*How to complete this task*.
All entries given below are to be returned word for word.

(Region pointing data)
++++

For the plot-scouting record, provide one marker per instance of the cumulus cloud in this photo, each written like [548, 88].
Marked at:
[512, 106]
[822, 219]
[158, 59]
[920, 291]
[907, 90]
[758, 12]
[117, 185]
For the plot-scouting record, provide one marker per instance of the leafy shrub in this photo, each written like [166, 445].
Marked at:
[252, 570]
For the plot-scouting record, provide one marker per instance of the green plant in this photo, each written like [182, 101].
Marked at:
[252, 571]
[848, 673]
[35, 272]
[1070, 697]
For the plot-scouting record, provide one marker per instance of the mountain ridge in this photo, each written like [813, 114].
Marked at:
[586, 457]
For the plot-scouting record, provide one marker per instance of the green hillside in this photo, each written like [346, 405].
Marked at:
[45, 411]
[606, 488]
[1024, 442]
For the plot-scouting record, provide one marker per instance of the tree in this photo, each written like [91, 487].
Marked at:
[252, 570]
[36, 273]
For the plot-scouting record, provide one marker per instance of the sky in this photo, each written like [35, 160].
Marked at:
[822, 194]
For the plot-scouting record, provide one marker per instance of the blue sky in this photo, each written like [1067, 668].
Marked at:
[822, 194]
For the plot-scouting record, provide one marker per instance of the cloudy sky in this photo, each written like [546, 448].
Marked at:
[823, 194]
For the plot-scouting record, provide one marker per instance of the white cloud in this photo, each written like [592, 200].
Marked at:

++++

*Finished task*.
For the plot-scouting record, provide one marker per instance of the cumulus cloud in this photo, each written like [548, 88].
Marked at:
[512, 106]
[822, 219]
[158, 59]
[920, 291]
[907, 90]
[758, 12]
[117, 185]
For the plot-scouting record, provide one marker per instance of the leafy shrub in this photo, each written like [166, 445].
Marked at:
[252, 570]
For the plot-scouting record, provide one marker per instance of the green plant in this photo, each written like [182, 101].
Marked at:
[252, 571]
[848, 673]
[35, 272]
[1070, 697]
For the plot-scouting record, provide one marker per instance of the mountain ridge in this photo, each written like [813, 114].
Marked at:
[586, 457]
For the plot-scouting record, provide one marker per instance of the green hillside in this photo, each written like [346, 405].
Marked at:
[45, 411]
[606, 488]
[1024, 442]
For the plot-scouting record, provide one marker per instance of the tree in this photo, each written like [91, 487].
Marked at:
[252, 570]
[36, 273]
For the plot-scouting record, provide one marker per instance of the sky in this photo, each written like [35, 160].
Marked at:
[822, 194]
For the plot-scouting record, provide one marker per instance of the blue sky in this photo, each written like [1067, 668].
Marked at:
[822, 194]
For the plot-scouting record, provide one marker per instance of the cloudy sky in this photo, each written like [546, 448].
Marked at:
[823, 194]
For the plot-scouting record, provide one marker per instance of the white cloud in this photo, each written like [592, 200].
Marked at:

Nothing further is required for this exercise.